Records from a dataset
+--

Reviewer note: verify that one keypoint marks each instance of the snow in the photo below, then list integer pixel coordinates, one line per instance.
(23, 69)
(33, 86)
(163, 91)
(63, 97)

+--

What this task involves: Set the records above down again, exactly as they read.

Reply to the exercise:
Reviewer note: verify that one keypoint marks each instance of the snow in the photo below, then list integer pixel coordinates, one line per instance.
(23, 69)
(33, 86)
(163, 91)
(63, 97)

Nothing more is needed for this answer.